◆ **学習用本文**:
——————

プロセッサ装置13は、CPU41、デジタル信号処理回路(DSP)42、デジタル画像処理回路(DIP)43、表示制御回路44、操作部51等を有する。
CPU41は、図示しないデータバスやアドレスバス、制御線を介して各部と接続されており、プロセッサ装置13全体の動作を統括的に制御する。ROM52には、プロセッサ装置13の動作を制御するための各種プログラム(OS,アプリケーションプログラム等)や各種データ(グラフィックデータ等)が記憶されている。CPU41は、ROM52から必要なプログラムやデータを読み出して、作業メモリであるRAM53に展開し、読み出したプログラムを逐次処理する。また、CPU41は、検査日時、被検体や術者の情報等の文字情報といった検査毎に変わる情報を、操作部51やLAN等のネットワークより取得し、RAM53に記憶する。
DSP42は、CCD21から入力される撮像信号に対して、色分離、色補間、ゲイン補正、ホワイトバランス調整、ガンマ補正等の各種信号処理を施し、画像データを生成する。DSP42で生成された画像データは、DIP43の作業メモリに入力される。また、DSP42は、例えば生成した画像データの各画素の輝度を平均した平均輝度値等、照明光量の自動制御(ALC制御)に必要なALC制御用データを生成し、CPU41に入力する。

——————

◆ **データ内容**:
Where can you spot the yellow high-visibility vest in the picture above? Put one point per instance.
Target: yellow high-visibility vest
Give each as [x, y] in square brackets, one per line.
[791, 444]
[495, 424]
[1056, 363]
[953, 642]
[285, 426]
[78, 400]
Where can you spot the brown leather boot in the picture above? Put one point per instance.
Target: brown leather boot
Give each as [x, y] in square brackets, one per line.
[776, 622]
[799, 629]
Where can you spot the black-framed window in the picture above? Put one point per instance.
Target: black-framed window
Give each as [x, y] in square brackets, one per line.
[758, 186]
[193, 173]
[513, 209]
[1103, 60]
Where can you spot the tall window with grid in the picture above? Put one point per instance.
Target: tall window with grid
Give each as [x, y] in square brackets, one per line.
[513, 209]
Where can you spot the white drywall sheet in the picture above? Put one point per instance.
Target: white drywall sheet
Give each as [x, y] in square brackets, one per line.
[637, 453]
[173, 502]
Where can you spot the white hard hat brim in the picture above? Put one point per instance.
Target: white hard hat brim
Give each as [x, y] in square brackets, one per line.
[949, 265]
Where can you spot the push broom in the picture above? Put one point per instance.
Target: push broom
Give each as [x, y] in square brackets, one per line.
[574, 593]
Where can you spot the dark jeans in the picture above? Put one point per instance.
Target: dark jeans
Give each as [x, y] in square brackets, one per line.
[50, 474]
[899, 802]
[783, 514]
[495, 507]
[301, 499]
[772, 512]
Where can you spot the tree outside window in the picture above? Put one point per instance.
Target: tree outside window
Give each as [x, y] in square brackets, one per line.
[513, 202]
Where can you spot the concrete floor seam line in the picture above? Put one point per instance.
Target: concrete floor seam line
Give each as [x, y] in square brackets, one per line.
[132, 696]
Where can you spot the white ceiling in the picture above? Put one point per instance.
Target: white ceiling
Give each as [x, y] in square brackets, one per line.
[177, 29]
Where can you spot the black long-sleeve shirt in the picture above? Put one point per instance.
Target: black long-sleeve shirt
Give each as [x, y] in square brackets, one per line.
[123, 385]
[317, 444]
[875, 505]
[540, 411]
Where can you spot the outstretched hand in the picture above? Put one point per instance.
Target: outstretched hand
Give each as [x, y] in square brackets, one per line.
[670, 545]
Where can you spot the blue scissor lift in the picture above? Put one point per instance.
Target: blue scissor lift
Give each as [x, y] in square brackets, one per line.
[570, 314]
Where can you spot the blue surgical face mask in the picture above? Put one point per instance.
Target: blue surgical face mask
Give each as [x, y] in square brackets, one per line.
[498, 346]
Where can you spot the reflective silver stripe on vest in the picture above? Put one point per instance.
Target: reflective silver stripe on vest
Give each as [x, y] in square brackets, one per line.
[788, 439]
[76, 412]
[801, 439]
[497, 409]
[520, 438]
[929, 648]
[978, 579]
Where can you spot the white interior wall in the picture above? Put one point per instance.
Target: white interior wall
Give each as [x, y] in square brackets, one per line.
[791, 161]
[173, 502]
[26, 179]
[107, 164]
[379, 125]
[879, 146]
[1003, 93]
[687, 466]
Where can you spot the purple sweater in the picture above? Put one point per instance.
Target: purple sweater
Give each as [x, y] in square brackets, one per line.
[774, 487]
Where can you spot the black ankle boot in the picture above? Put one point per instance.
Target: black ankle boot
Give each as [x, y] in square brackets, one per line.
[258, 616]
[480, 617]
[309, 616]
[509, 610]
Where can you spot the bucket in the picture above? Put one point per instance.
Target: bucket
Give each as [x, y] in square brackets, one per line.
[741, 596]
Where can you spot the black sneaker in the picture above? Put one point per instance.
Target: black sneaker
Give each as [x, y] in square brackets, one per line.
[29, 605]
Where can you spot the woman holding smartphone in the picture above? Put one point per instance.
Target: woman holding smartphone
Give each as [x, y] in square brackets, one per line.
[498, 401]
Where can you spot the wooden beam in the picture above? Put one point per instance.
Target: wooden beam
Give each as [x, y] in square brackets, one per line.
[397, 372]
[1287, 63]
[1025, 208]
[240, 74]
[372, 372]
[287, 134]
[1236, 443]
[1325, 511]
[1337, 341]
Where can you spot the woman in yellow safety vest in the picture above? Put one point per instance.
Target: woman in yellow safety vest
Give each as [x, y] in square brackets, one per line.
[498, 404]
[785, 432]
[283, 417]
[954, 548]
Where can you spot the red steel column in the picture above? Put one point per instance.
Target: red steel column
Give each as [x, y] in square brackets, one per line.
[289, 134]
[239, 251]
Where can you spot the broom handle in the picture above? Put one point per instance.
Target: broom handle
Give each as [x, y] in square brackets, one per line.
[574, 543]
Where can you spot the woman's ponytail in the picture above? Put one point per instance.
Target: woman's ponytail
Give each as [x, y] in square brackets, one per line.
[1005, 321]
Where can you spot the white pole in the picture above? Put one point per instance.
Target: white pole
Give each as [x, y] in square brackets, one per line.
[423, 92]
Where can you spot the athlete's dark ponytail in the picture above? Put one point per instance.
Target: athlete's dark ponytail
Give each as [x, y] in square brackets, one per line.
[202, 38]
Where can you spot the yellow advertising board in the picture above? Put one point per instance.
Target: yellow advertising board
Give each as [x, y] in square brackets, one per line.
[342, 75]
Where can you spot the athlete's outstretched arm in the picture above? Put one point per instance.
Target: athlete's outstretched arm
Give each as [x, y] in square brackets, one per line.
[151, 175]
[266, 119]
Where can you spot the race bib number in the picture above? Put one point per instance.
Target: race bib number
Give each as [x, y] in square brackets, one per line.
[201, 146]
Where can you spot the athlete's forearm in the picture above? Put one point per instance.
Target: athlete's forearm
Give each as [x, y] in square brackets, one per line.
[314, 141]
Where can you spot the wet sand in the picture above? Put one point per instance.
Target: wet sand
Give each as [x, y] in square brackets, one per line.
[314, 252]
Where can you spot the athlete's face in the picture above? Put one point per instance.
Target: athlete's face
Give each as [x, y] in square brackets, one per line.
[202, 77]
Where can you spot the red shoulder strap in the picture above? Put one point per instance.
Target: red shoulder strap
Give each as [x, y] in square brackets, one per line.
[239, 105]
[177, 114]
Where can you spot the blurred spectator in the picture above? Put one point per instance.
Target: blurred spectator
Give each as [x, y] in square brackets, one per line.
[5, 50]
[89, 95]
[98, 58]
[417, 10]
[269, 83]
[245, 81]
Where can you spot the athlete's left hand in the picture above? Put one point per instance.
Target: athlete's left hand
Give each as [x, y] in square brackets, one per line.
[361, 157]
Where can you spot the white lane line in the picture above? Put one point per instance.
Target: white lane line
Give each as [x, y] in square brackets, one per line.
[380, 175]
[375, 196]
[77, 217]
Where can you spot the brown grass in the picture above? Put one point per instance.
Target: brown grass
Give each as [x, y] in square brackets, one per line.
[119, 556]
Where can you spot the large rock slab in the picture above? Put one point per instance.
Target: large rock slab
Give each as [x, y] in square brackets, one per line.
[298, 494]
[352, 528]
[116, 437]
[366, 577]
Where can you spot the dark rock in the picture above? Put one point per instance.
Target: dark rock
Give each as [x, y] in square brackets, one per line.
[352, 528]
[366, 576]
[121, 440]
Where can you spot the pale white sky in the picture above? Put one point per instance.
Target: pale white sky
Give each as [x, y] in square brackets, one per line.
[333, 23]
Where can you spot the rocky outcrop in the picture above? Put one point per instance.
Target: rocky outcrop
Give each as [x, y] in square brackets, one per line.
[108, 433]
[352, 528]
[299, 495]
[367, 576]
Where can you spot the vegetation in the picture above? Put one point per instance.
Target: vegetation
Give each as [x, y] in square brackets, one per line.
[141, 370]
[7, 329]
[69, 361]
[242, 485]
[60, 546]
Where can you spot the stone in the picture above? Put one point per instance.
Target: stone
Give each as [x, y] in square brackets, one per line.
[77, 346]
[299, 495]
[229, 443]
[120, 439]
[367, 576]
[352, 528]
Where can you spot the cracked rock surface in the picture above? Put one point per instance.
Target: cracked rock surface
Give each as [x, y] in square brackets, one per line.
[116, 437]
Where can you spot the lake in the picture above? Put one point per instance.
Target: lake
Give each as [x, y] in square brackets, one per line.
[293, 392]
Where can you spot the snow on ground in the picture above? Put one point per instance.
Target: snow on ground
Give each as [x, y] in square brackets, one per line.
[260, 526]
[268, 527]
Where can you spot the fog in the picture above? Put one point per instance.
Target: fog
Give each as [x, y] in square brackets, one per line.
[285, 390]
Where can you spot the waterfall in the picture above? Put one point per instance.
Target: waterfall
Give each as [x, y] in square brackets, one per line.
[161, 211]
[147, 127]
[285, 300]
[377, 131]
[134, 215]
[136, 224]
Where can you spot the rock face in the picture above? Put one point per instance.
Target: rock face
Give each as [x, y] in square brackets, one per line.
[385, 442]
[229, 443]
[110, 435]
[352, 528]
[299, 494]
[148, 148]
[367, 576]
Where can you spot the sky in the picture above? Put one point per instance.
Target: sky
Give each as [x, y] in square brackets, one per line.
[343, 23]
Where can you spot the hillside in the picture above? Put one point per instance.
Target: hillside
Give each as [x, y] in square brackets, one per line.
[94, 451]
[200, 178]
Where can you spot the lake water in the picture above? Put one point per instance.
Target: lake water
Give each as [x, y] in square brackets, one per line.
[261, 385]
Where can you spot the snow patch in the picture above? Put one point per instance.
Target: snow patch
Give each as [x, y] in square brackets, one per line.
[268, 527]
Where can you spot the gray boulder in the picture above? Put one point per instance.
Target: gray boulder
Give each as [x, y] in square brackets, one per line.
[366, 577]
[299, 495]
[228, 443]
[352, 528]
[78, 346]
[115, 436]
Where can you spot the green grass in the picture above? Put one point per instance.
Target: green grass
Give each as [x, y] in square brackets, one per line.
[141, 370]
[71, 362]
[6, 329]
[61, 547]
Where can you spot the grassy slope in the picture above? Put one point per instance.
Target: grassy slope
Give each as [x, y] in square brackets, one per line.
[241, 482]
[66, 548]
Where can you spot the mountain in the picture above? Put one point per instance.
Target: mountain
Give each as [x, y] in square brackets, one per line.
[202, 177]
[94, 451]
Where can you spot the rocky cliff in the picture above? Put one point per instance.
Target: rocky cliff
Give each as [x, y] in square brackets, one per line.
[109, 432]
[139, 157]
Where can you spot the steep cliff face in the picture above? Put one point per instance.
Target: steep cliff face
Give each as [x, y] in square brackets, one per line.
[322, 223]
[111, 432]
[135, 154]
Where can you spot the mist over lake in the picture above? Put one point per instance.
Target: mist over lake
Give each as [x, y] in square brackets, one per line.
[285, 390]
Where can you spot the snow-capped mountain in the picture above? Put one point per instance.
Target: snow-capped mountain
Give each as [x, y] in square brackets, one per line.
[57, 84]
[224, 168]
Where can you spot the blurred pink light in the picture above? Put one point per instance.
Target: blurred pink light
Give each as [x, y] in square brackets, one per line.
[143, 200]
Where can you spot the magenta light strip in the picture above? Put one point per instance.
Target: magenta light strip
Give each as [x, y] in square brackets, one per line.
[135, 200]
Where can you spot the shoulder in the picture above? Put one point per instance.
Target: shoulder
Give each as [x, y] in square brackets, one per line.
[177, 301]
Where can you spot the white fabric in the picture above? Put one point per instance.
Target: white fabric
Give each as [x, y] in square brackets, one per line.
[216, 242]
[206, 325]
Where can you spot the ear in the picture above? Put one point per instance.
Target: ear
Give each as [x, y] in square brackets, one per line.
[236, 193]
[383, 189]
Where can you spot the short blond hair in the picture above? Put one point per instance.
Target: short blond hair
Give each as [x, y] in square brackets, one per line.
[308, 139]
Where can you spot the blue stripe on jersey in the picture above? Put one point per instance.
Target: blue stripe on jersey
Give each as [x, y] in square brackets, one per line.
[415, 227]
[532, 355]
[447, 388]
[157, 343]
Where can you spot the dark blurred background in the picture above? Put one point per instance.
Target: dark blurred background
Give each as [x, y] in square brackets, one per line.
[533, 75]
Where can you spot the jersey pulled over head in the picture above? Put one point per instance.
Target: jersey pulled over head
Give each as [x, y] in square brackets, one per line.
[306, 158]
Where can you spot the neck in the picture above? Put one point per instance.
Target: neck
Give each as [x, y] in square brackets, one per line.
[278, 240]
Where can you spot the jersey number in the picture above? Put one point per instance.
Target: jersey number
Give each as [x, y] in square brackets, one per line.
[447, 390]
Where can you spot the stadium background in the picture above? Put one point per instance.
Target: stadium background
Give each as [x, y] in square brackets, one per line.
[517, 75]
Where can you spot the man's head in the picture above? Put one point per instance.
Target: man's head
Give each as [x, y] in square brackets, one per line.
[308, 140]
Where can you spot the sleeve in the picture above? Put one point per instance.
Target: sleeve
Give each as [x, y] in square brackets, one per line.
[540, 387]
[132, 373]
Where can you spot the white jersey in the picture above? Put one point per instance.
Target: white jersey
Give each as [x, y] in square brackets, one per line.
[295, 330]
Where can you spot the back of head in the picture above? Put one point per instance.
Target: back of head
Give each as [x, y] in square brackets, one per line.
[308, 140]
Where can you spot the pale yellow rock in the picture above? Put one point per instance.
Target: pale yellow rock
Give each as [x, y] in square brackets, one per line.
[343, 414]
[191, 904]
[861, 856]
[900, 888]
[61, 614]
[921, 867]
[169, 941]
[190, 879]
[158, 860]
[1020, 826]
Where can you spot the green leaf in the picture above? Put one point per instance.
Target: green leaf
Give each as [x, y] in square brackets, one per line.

——————

◆ **取り組む課題**:
a – プロセッサ装置の説明文によると、DSP42が平均輝度値などのデータを生成してCPU41に入力するのは何のためか、1〜3文で説明してください。
b – プロセッサ装置の説明文で、ROM52に記憶されているとされているものは何ですか。
c – プロセッサ装置の説明文を、最後の文の後から続けて書いてください。

◆ **回答一覧**:
a – 照明光量の自動制御（ALC制御）に必要なALC制御用データとして使うためです。

b – プロセッサ装置13の動作を制御するための各種プログラム（OS、アプリケーションプログラム等）や各種データ（グラフィックデータ等）です。

c –
DIP43は、DSP42で生成された画像データに対して、電子変倍、色強調処理、エッジ強調処理等の各種画像処理を施す。DIP43で各種画像処理が施された画像データは、観察画像としてVRAM28に一時的に記憶された後、表示制御回路44に入力される。
また、DIP43は、観察画像のハレーションの有無を検出するハレーション検出部55を有する。ハレーション検出部55は、観察画像の各々の画素値を所定の閾値と比較し、閾値よりも画素値が大きい画素を計数する。画素値が閾値よりも大きい画素の個数が所定個数よりも大きい場合、ハレーション検出部55は、観察画像にハレーションが生じていると判別する。一方、画素値が閾値よりも大きい画素の個数が所定個数以下の場合、ハレーション検出部55は、観察画像にハレーションが生じていないと判別する。これにより、ハレーション検出部55は、観察画像が撮影される毎にハレーションの有無を検出する。
以下では、ハレーション検出部55によってハレーションが検出された観察画像をハレーション有り画像といい、ハレーションが検出されなかった観察画像をハレーション無し画像という。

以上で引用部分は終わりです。